— PROMPT —
From the material below, pull out the lines between the one containing "point: one pixel per instance, each like <point>0,9</point>." and the one containing "<point>98,242</point>", inclusive, and reproduce them word for word.

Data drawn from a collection
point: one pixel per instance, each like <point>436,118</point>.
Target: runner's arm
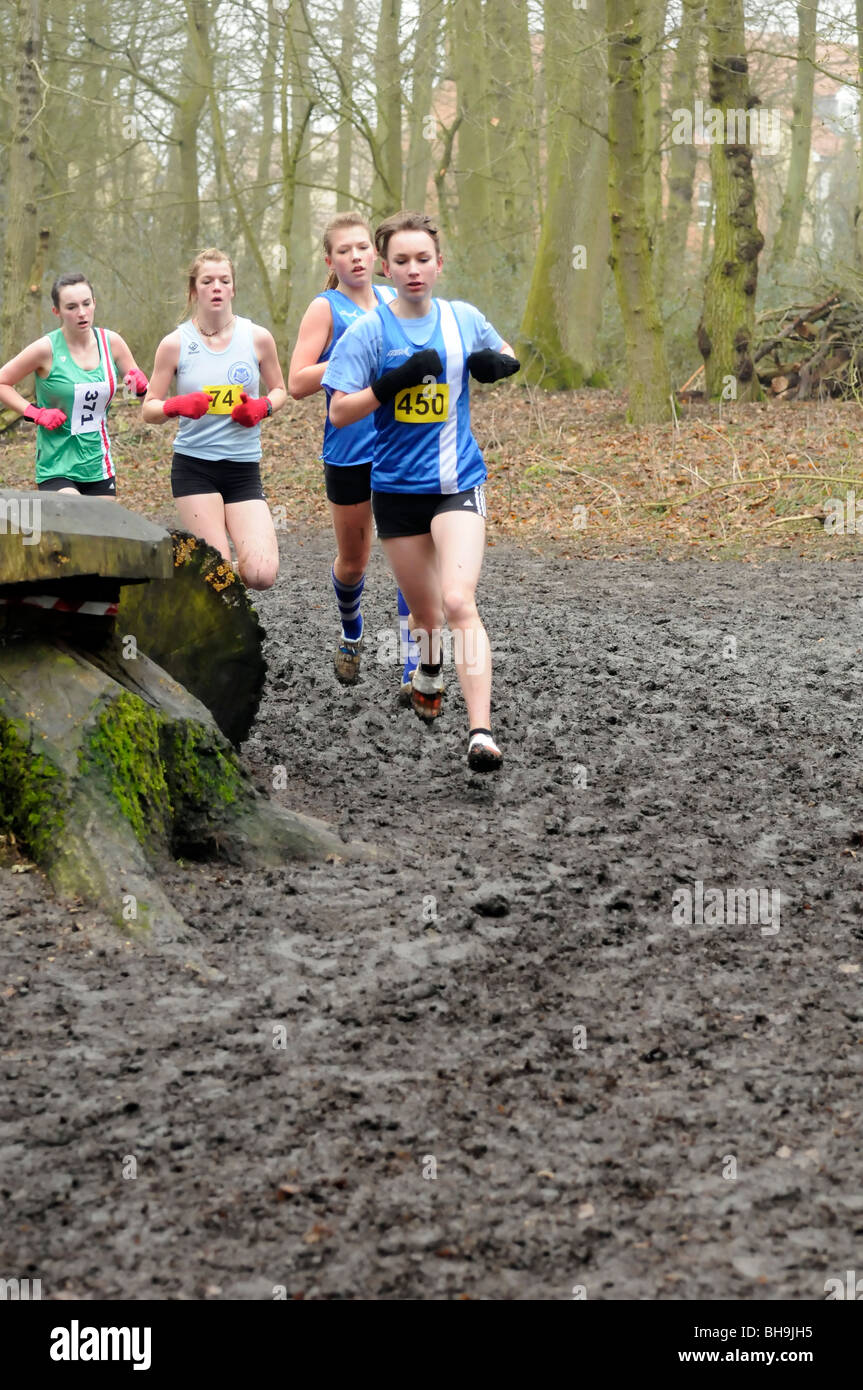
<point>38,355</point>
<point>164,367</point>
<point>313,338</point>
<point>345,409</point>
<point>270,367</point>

---

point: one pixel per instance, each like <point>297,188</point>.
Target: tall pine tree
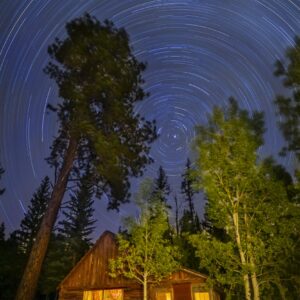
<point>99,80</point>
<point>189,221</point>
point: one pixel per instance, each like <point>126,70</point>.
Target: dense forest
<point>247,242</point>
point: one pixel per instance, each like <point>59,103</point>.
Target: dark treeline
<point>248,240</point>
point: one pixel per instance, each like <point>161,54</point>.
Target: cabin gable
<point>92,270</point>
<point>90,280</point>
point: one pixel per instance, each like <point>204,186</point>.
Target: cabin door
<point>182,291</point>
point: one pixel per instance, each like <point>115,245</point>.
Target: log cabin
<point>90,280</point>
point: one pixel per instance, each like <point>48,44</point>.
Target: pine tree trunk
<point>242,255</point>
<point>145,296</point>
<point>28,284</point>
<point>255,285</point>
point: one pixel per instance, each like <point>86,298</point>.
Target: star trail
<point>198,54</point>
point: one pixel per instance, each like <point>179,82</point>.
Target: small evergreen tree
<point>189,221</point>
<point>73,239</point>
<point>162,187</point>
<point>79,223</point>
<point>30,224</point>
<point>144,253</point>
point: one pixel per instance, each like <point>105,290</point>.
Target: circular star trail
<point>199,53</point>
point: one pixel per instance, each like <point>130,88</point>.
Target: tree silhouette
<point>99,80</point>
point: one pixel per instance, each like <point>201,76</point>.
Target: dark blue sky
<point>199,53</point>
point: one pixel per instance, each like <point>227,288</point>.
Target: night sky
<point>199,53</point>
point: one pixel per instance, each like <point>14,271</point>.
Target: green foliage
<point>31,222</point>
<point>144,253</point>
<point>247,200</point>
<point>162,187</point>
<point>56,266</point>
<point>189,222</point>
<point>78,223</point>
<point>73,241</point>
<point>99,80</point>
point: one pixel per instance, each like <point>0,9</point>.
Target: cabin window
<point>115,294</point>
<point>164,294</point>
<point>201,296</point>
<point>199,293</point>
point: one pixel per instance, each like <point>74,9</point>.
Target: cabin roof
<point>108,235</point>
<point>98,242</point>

...

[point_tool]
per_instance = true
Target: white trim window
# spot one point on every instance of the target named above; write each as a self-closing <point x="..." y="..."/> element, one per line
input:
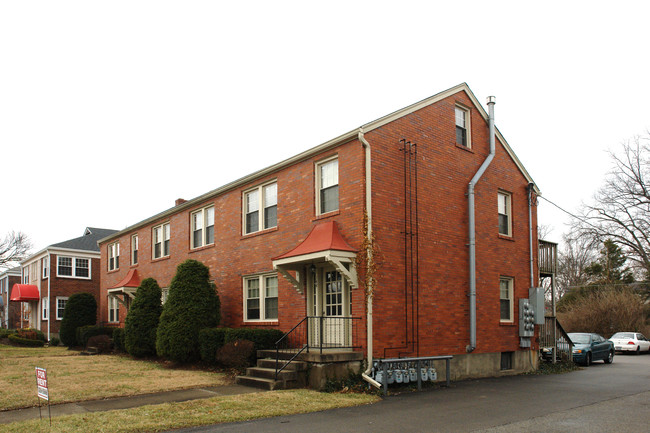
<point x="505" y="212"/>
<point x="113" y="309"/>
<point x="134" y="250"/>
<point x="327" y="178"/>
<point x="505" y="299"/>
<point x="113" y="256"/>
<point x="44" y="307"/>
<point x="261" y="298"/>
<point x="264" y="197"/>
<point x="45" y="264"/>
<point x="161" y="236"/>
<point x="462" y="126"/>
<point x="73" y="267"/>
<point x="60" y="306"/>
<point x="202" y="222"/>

— SOLUTION FOR THIS TASK —
point: one pixel per instance, each like <point>0,9</point>.
Target: cabin window
<point>115,294</point>
<point>164,294</point>
<point>201,296</point>
<point>199,293</point>
point: one pixel per instance, each like <point>74,9</point>.
Target: cabin roof
<point>108,235</point>
<point>98,242</point>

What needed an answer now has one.